> [INSTRUCTIONS]:
a – In the Buzludzha passage, how high is the peak?
b – From the Buzludzha passage, quote the part starting with "Buzludzha is a" and going on through "the Starship Enterprise.".
c – Extend the Buzludzha passage from where it stops.

> [PASSAGE PROVIDED]:
________________

Camping Veliko Tarnovo

Quality – Nature – Tranquillity

The Buzludzha Monument in Bulgaria is close to the Shipka road. From the road the pathway wends its way to the monument at the top.


Buzludzha is a peak in the Central Balkan Mountains of Bulgaria. The peak has been a site of historical importance since the 1800’s. The mountain is to the east of the Shipka Pass near the town of Kazanlak. The peak is 1,432 metres (4,698 feet) high. It was renamed to Hadzhi Dimitar in 1942 but remains popularly known as Buzludzha. The peak’s name comes from Turkish word : buzlu which means ‘icy’ In English. People call the monument the Spaceship as it does slightly resemble the Starship Enterprise.

________________

> [DATA RECORDS]:

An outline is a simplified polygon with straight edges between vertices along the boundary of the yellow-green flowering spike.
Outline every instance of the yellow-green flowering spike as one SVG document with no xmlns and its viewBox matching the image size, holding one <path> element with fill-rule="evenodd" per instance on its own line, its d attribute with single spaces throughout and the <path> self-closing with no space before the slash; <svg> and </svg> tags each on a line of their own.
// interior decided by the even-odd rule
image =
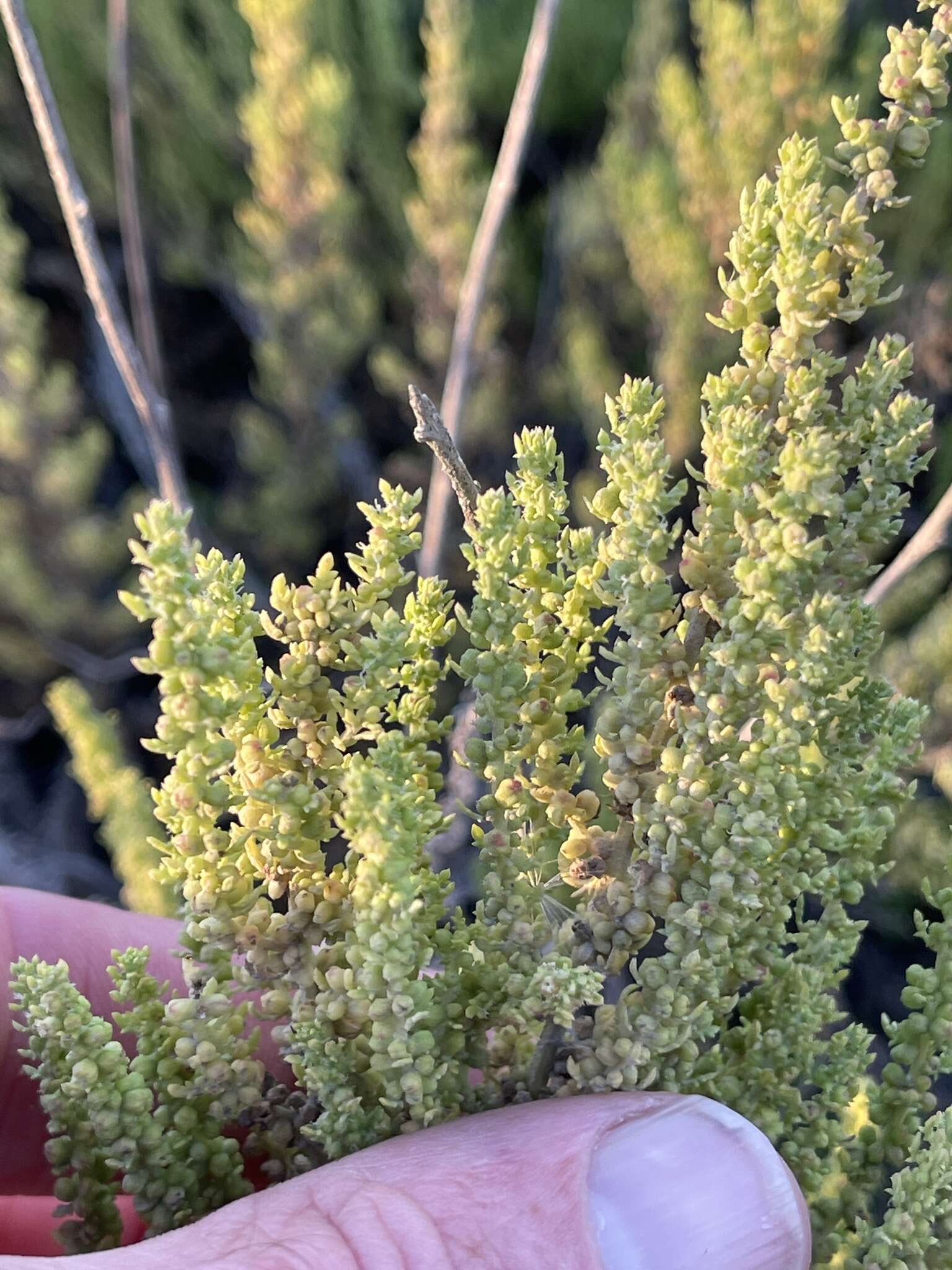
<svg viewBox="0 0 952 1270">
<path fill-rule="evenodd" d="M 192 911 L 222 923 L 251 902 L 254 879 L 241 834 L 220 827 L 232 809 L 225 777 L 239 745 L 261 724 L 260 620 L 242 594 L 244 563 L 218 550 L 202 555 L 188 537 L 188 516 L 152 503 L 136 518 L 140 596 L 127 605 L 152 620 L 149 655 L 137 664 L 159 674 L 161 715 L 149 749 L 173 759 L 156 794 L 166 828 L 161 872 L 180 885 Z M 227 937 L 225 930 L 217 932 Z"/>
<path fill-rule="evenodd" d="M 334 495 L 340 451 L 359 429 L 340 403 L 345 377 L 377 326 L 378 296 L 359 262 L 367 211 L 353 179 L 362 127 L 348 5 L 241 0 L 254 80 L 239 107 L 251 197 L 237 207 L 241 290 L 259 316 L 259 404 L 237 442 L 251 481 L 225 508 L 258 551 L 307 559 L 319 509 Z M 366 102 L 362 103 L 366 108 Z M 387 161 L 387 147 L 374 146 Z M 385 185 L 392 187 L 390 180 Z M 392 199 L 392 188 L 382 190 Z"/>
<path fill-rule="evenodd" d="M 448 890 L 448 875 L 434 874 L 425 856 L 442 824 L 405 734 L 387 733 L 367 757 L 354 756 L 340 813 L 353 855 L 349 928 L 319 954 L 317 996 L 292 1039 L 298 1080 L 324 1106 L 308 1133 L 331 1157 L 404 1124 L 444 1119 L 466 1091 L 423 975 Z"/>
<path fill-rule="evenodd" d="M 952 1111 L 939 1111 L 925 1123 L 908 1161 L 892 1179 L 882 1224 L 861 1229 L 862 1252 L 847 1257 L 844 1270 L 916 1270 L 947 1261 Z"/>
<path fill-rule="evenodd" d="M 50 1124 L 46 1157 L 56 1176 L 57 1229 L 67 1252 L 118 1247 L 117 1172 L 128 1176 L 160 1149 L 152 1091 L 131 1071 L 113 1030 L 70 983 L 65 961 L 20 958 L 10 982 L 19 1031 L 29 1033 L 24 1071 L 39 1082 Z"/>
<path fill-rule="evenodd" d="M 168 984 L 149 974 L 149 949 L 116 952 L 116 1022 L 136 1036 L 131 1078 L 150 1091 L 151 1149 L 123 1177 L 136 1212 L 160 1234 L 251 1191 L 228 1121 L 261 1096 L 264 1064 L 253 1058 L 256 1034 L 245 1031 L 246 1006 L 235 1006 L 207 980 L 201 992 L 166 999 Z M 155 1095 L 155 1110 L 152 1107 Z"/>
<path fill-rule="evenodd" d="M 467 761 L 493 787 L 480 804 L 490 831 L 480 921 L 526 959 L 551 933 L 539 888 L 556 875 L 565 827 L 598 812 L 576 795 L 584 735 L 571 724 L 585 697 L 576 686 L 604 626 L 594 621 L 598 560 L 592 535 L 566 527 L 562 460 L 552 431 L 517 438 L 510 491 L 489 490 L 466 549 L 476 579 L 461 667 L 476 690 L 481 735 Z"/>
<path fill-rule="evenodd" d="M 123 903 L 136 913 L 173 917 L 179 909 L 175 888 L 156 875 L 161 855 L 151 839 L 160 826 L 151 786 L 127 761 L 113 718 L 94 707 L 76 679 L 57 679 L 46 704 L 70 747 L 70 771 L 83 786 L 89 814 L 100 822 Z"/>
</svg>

________________

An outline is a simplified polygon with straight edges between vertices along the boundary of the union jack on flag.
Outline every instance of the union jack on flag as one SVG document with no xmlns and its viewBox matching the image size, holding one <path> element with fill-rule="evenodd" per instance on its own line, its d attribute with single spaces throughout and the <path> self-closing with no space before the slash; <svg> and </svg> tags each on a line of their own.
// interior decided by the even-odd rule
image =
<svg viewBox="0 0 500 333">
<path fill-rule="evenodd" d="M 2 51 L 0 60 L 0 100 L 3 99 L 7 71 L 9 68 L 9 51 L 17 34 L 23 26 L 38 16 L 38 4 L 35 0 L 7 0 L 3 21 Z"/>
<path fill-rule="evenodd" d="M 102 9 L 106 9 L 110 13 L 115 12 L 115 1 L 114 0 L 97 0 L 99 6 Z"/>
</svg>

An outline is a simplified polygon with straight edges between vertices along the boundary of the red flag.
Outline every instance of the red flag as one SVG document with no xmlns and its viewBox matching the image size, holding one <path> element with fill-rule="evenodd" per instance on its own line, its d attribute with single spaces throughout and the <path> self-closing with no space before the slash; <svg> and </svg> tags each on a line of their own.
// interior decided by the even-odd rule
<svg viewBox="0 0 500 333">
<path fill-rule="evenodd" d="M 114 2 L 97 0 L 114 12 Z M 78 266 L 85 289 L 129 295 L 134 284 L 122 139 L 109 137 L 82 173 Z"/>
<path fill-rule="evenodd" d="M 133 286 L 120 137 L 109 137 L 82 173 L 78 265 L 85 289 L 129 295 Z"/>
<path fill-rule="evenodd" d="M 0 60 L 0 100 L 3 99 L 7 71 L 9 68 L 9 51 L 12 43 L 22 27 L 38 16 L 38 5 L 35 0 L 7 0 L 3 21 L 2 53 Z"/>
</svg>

________________

> [RESPONSES]:
a – 1,432 metres (4,698 feet).

b –
Buzludzha is a peak in the Central Balkan Mountains of Bulgaria. The peak has been a site of historical importance since the 1800’s. The mountain is to the east of the Shipka Pass near the town of Kazanlak. The peak is 1,432 metres (4,698 feet) high. It was renamed to Hadzhi Dimitar in 1942 but remains popularly known as Buzludzha. The peak’s name comes from Turkish word : buzlu which means ‘icy’ In English. People call the monument the Spaceship as it does slightly resemble the Starship Enterprise.

c –
A place of national importance

The peak was the location of many battles over the years. In 1868 it was the location of the final battle between Bulgarian rebels of the Ottoman Empire. On 31 July 1868 , Hadzhi Dimitar and a band of 30 rebels fought a losing battle against 700 Ottoman troops. Sadly, only four hundred Bulgarians survived. Their action served as an inspiration for the Liberation of Bulgaria from the Ottomans ten years later. There was a bitter battle. Soldiers fought a few miles away at the Shipka Pass.

In 1891 the Bulgarian Social Democratic Workers Party chose the site for the first congress. This later became the Bulgarian Communist Party led by Dimitar Blagoev. In 1944 the peak was the scene of fighting between Communist partisans and detachments of the Bulgarian Army.

Construction of the monument

A early as 1898 the people wanted a national monument at the peak to commemorate these events. Consequently, the Communist Party built Buzludzha Monument between 1971 and 1981 by public request. In 1974, explosives created a new flat foundation. They also lowered the peak by 9 metres (30 feet) – to its current height of 1,432 metres (4,698 feet).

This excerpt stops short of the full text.